Work request.
Pick every line out of the entries below that has the string "leaf", and copy it.

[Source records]
· · ·

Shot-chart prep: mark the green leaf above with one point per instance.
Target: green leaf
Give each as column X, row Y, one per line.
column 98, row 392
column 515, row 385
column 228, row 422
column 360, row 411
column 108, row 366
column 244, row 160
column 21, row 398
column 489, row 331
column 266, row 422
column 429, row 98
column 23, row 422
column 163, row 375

· · ·

Result of the task.
Shot-chart prep: mark the green leaf above with one point per instance.
Target: green leaf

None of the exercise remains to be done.